## [WRITTEN REQUEST]
Copy out every line in the entries below that contains the word "road", matching case exactly.

## [PROVIDED RECORDS]
_ _ _ _ _
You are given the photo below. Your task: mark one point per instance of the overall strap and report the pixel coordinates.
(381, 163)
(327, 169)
_ _ _ _ _
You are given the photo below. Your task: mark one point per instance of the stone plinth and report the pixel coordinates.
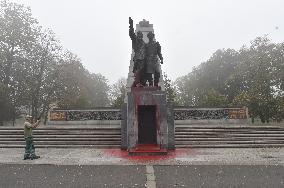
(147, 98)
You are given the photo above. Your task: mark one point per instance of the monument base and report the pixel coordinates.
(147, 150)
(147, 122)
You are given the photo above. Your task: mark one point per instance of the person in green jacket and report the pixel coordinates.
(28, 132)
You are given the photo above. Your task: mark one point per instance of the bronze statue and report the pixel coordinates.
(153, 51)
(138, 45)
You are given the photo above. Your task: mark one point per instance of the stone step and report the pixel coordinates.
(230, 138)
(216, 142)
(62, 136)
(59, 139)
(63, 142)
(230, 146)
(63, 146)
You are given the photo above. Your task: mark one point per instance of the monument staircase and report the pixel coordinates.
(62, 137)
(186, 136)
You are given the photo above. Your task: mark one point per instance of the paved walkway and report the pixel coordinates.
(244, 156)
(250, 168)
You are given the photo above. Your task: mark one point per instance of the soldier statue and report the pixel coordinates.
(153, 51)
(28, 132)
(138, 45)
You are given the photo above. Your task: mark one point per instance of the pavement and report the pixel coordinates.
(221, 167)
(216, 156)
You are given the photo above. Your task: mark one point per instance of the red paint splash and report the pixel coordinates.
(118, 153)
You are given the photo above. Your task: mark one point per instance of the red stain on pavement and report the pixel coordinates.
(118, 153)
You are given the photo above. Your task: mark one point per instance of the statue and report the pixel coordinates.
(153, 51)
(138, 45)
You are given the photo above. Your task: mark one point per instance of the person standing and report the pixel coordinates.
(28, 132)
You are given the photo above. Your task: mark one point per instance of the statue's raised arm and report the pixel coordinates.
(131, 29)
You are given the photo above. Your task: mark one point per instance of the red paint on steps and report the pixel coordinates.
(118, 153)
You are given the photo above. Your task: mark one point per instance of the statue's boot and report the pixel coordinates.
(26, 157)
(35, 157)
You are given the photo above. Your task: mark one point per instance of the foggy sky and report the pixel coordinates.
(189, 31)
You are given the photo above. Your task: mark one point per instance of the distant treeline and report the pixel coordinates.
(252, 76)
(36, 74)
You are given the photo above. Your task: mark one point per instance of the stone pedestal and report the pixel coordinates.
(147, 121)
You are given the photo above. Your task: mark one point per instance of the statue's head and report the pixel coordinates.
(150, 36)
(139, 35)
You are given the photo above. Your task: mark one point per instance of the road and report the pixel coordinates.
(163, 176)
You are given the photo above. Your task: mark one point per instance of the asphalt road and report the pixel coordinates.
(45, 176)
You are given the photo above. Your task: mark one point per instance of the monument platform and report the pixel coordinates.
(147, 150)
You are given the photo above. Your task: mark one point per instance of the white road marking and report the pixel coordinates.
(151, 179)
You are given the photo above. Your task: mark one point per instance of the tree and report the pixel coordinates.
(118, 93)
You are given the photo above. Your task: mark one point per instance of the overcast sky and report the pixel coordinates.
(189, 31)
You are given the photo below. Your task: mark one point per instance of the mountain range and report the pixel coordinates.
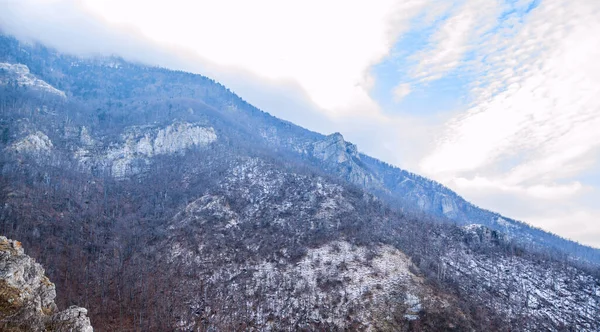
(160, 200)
_ _ _ _ _
## [SOLUTION TO THE PROBLEM]
You are given the photo above. Your task: mark one point per instance of the road and report the pixel coordinates.
You are given the photo above. Your task: mark one point per instance of the asphalt road and report the pixel coordinates.
You are given the photo above. Your task: mark one point per instance of the white road marking and report the pixel coordinates.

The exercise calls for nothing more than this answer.